WRITTEN INSTRUCTION:
Update the material below so that each "one-line JSON array" becomes "single-line JSON array", leaving everything else unchanged.

DATA SHOWN:
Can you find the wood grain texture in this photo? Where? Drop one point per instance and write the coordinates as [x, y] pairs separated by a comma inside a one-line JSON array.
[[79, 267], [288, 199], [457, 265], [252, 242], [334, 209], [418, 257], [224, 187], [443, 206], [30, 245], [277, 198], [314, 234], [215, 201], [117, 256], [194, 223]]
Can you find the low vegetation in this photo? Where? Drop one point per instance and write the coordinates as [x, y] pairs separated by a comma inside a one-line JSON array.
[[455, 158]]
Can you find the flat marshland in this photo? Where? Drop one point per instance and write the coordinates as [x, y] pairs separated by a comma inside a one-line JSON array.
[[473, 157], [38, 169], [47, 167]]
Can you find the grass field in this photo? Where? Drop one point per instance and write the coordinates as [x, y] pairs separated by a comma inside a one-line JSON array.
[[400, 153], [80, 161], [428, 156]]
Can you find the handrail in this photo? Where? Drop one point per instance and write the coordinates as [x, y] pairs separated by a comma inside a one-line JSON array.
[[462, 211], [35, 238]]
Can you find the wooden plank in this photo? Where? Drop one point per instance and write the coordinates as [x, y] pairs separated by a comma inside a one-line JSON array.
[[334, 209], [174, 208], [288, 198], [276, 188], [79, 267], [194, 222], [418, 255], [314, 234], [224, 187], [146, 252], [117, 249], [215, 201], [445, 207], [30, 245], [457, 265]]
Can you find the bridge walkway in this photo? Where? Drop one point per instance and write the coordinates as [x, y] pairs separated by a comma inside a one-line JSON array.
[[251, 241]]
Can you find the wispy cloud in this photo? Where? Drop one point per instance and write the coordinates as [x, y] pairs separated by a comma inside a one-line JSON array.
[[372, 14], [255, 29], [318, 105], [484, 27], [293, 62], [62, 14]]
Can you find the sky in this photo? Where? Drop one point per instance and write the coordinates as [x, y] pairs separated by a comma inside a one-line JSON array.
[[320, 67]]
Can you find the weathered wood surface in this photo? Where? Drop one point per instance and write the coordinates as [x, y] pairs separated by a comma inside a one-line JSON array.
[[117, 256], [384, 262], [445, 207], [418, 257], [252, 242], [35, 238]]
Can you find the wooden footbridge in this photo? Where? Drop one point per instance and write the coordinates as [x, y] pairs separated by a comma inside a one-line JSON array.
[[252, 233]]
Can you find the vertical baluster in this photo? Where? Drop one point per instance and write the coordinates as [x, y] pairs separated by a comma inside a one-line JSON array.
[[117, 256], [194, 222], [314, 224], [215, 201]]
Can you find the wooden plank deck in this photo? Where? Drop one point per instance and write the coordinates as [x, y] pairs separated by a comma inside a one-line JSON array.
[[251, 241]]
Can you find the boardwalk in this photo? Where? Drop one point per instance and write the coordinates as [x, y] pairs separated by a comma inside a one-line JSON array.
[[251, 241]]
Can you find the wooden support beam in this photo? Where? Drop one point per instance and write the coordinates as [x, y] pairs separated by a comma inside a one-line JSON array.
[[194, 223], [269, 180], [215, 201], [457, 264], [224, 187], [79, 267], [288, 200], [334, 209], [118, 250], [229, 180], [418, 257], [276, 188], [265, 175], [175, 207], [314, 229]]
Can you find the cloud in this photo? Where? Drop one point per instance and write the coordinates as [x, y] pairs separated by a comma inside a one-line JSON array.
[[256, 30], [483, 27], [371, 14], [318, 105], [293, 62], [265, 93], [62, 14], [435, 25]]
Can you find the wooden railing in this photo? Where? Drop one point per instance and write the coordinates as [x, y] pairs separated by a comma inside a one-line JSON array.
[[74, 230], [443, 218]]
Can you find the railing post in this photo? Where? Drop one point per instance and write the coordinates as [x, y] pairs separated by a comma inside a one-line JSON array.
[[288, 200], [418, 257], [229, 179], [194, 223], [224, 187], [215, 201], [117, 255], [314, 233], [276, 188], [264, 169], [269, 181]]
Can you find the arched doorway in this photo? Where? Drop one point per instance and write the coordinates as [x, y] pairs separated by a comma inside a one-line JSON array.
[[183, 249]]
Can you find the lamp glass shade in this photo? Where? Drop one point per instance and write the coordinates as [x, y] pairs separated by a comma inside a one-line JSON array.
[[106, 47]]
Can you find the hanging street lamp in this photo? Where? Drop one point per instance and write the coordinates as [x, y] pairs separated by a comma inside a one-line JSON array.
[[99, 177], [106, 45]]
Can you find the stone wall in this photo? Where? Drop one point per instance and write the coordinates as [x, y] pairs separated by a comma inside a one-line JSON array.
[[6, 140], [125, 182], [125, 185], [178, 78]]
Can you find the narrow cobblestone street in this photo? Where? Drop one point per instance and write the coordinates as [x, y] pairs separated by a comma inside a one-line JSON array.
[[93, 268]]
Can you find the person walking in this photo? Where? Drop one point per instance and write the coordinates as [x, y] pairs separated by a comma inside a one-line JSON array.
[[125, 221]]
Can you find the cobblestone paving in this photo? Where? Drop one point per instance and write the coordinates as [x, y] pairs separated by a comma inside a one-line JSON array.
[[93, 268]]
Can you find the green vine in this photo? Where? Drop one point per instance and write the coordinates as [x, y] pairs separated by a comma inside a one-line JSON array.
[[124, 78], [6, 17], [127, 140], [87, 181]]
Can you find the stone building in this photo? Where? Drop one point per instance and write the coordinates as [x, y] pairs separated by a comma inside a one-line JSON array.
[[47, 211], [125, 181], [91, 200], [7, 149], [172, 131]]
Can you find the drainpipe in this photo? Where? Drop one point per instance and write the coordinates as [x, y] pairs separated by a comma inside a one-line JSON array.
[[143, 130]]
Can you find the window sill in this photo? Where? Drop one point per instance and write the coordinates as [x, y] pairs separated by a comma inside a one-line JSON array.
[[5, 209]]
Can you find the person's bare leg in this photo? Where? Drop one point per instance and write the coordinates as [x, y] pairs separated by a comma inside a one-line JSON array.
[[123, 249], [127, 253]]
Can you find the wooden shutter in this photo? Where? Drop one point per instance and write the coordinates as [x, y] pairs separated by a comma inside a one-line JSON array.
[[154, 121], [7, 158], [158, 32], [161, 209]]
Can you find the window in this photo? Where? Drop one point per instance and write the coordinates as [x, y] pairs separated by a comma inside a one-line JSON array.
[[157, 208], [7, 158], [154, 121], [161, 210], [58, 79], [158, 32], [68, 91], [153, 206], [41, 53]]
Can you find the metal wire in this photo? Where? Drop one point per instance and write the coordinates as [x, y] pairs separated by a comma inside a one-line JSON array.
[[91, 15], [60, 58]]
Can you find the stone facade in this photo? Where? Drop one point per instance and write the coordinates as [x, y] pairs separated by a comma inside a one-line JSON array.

EXERCISE RESPONSE:
Can you find the wood grain texture in this photo? Where? Drop one point per instance and write the coordinates as [x, y] pairs separated by a comma inside a single-line JSON array.
[[79, 267], [288, 199], [457, 265], [252, 242], [334, 209], [418, 257], [224, 187], [443, 206], [30, 245], [277, 198], [314, 234], [215, 201], [117, 256], [194, 223]]
Can you find the low vegetation in this photo? Where? Drop one point per instance and write the coordinates as [x, y] pairs separated by a comma inside a single-line JSON array.
[[455, 158]]
Can you find the flat marshland in this photo? Where? Drop one point per instance and write the coordinates as [x, y] pairs separated by a comma inside a single-line JSON array.
[[473, 157], [38, 169], [47, 167]]
Can you find the grass field in this photo? Where? Drop one point per instance and write the coordinates as [x, y] pairs separated by a comma inside a single-line JSON array.
[[400, 153], [80, 161], [428, 156]]
Can you find the handrail in this photo? Where? Drop one point per instance and write the coordinates as [x, y] pairs separated by a comma inside a single-line JSON array.
[[462, 211], [35, 238]]
Can you find the wooden plank in this photo? Where? Drop one point per instance and write the coordinates as [x, y] pairs separated by a comma inside a single-line JSON array.
[[334, 209], [174, 208], [288, 198], [276, 188], [79, 267], [194, 222], [418, 255], [314, 234], [224, 187], [146, 252], [117, 249], [215, 201], [445, 207], [30, 245], [457, 265]]
Can you find the bridge walkway in this photo? Where? Drop one point per instance and write the coordinates as [x, y] pairs separated by a comma inside a single-line JSON array.
[[251, 241]]
Can you find the wispy cloud in this photo? Where? Drop one point per instance and write the coordinates as [x, y] pairs separated by a comma inside a single-line JSON array.
[[372, 14], [255, 29], [318, 105], [484, 27], [293, 62], [62, 14]]
Can you find the sky in this photo? Where? Drop one point per instance and write the coordinates as [x, y] pairs separated by a comma inside a single-line JSON array.
[[320, 67]]
Can you find the weathered wood surface in this photo? Where? Drop one point per instance and write the coordinates as [x, y] pairs separated by a comma inside a single-line JSON array.
[[117, 256], [384, 262], [445, 207], [418, 257], [252, 242], [35, 238]]
Can you find the wooden footbridge in this photo? Where? Drop one point per instance and write the coordinates as [x, y] pairs separated by a comma inside a single-line JSON array.
[[252, 233]]
Can you find the vertical baluster in this photo? Where? Drop one point per instance and write the coordinates as [x, y] pairs separated by a comma inside a single-line JSON array.
[[117, 256], [194, 222], [314, 224], [215, 201]]
Can you find the wooden plank deck in this photo? Where? Drop one point per instance and write the coordinates as [x, y] pairs separated by a comma inside a single-line JSON array.
[[251, 241]]
Can you find the boardwalk in this photo? Where? Drop one point per instance and write the coordinates as [x, y] pairs separated by a comma inside a single-line JSON array.
[[251, 241]]
Can you find the wooden support beam in this photo? Where? Drop one point per instance and write the coordinates as [x, y] pairs separated by a comma inside a single-line JSON array.
[[194, 223], [269, 180], [215, 201], [457, 264], [224, 187], [79, 267], [288, 200], [334, 209], [118, 250], [229, 180], [418, 257], [276, 188], [265, 175], [175, 207], [314, 229]]
Can you find the cloud in this photo? Where? Drop one point per instance and write the coordinates as [x, y] pairs separated by a comma inside a single-line JSON array.
[[256, 30], [483, 27], [371, 14], [318, 105], [293, 62], [265, 93], [62, 14], [435, 25]]
Can you find the wooden railing in this photo? Where? Drop one point per instance and write the coordinates as [x, y] pairs separated by a comma inside a single-line JSON array.
[[74, 230], [443, 218]]
Can you find the railing post in this photo? Where? Drop one point per instance and write the coordinates as [x, y] pairs separated by a comma inside a single-line JSON array.
[[288, 200], [418, 257], [229, 179], [194, 223], [224, 187], [215, 201], [117, 255], [314, 233], [276, 188], [264, 169], [269, 181]]
Can you find the arched doorway in this photo? Where? Drop one point per instance and write the coordinates as [x, y] pairs separated by a comma inside a single-line JSON array.
[[183, 249]]
Can you find the lamp glass shade in this photo? Where? Drop one point per instance and write the coordinates as [x, y] pairs separated by a comma inside a single-line JSON array.
[[106, 47]]
Can you find the hanging street lamp in this photo? Where? Drop one point per instance and write the coordinates as [x, y] pairs separated by a comma inside a single-line JSON array.
[[99, 177], [106, 45]]
Can you find the stone wall in this photo? Where? Drop one point per instance and write the coordinates as [x, y] pairs separated by a comma inside a single-line JSON array.
[[6, 140], [125, 182], [125, 185], [178, 78]]
Can you find the narrow cobblestone street in this photo? Where? Drop one point per instance and write the coordinates as [x, y] pairs separated by a comma inside a single-line JSON array.
[[93, 268]]
Can you find the person walking in this photo? Where? Drop one point per instance and write the coordinates as [x, y] pairs separated by a comma inside a single-line JSON array.
[[125, 221]]
Can you find the cobblestone paving in this photo? Where? Drop one point per instance and write the coordinates as [x, y] pairs separated by a comma inside a single-line JSON array.
[[93, 268]]
Can you find the green vine in this photo? Where? Drop one point per instance and write the coordinates as [x, y] pairs separated by a comma inside a single-line JSON array.
[[124, 78], [6, 17], [127, 140], [87, 181]]
Can you find the stone building in this photo? Where? Drop one point per instance and write the coordinates as [x, y] pairs separated by a comma inside a single-line JSON array.
[[47, 211], [125, 181], [91, 200], [7, 149], [172, 131]]
Can you find the drainpipe in this photo? Where? Drop one point per instance and write the coordinates as [x, y] pairs separated by a comma inside a single-line JSON array.
[[143, 130]]
Can you find the window sill in this photo? Where? Drop one point per instance and write the coordinates as [x, y] pairs separated by a comma inside a single-line JSON array.
[[5, 209]]
Can you find the person's bare leg in this photo? Where? Drop one point per instance and write the coordinates as [x, y] pairs separated by a comma inside a single-line JSON array.
[[123, 249], [127, 253]]
Can you find the wooden shutter in this photo? Where? Drop one point per instance and write the coordinates as [x, y] pairs separated by a comma inside a single-line JSON array.
[[154, 121], [7, 158], [158, 32], [161, 209]]
Can you find the window in this photo? Where? Drop one point per instance and write the coordinates as [x, y] pairs separated by a comma inside a single-line JSON array.
[[157, 208], [7, 158], [154, 121], [161, 210], [58, 79], [158, 32], [68, 91], [153, 206], [41, 53]]
Can you find the metal wire in this photo? Where? Drop one point per instance and write the coordinates as [x, y] pairs separated by a comma inside a single-line JSON array.
[[91, 15], [60, 58]]
Can you find the stone facade in this photo? Where? Drop one point per instance and write the coordinates as [x, y] pairs separated by a comma inside a single-line JSON array.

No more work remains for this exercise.